Task objective => Beginning with the line that contains "Objective — for every instance of the black", extract each line through the end of the listing below, with no additions or omissions.

[Dataset extract]

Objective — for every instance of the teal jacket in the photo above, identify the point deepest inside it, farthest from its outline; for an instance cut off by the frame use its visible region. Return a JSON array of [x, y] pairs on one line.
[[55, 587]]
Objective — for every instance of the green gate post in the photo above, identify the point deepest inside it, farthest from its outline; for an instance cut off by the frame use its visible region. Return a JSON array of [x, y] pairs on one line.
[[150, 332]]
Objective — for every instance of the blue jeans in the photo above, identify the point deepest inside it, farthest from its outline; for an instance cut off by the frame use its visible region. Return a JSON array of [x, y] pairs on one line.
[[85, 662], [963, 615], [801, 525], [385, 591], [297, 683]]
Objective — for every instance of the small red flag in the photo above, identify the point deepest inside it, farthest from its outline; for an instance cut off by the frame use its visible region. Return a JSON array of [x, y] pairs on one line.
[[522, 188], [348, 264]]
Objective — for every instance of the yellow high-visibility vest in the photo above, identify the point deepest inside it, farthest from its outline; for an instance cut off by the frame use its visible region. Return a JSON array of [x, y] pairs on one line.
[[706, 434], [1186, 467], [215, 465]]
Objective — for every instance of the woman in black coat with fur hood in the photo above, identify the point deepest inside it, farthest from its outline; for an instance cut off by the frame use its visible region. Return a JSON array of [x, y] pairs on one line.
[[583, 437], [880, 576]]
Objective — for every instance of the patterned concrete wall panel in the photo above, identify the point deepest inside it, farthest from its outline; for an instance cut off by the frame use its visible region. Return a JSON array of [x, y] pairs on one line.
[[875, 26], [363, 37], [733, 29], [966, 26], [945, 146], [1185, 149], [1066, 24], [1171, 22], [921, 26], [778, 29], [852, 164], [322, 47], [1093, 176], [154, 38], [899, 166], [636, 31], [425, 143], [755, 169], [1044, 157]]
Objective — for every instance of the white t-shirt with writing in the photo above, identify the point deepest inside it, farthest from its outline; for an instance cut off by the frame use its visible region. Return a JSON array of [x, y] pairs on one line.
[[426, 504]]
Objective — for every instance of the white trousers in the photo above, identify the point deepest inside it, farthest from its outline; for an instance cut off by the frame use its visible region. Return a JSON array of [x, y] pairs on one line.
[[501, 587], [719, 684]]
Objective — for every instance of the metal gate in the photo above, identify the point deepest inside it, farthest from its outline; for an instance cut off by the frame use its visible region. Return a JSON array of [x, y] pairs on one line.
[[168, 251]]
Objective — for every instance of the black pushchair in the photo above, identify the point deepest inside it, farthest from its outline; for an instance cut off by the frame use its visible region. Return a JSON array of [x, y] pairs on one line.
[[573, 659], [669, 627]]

[/Dataset extract]

Completed task =>
Objective — for every instance of the black pushchair in the photo above, identify the point deepest inside it, farthest from its outline; for an instance cut off by the frame use its visible region. Return a JSON array of [x, y] pairs on one line.
[[573, 659], [669, 627]]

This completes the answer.